::: DATA IN THIS EXERCISE

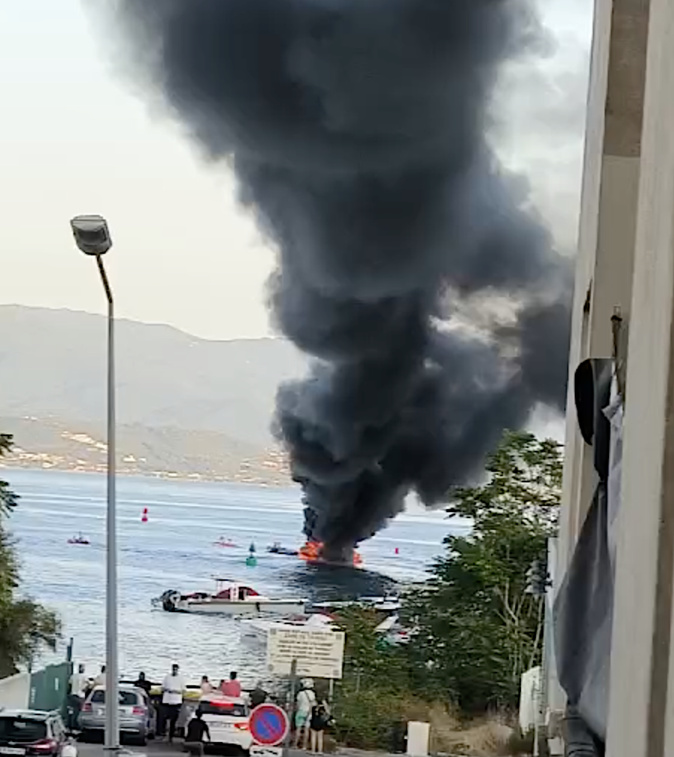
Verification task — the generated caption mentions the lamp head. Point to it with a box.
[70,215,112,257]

::::::
::: DATA IN THIS EXERCISE

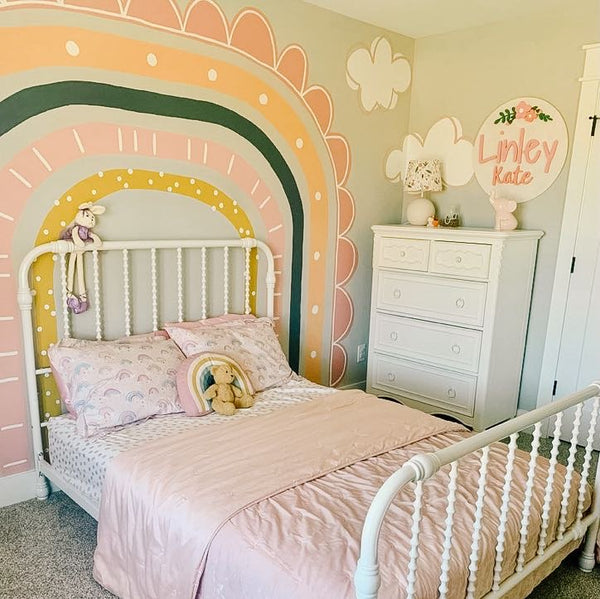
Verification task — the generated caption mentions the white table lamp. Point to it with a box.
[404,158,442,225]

::::::
::: DATA IN THIS EXERCISE

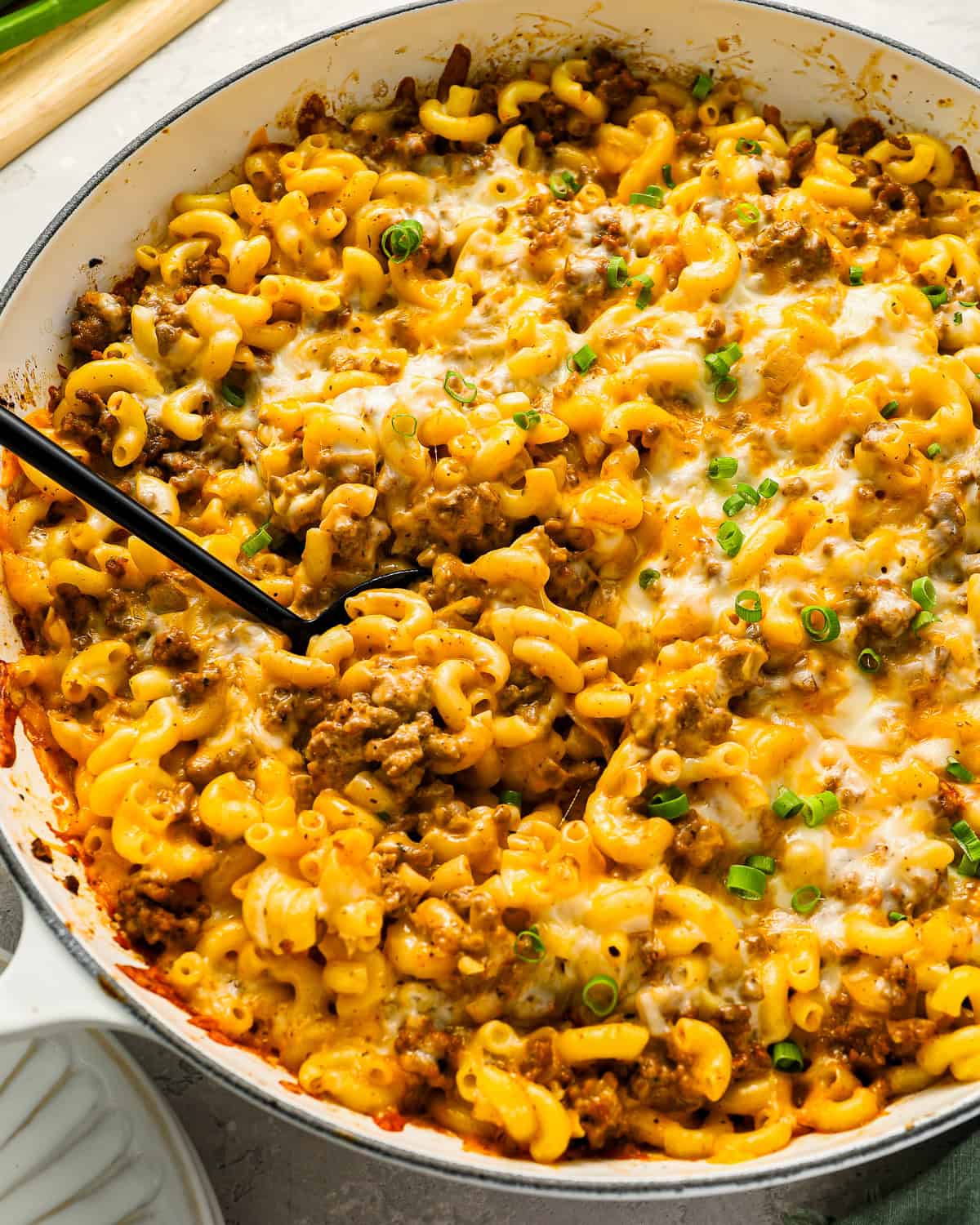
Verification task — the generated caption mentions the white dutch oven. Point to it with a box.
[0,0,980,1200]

::::::

TASK TO CARRY OUT: Please echo the data lines from the one containing "Verification task — the generated caption mentions the lamp" through the one containing "[70,215,112,257]", inclusive.

REPLY TO THE TASK:
Verification task — the generated caption mentions the lamp head. Point to it with a box.
[70,215,112,257]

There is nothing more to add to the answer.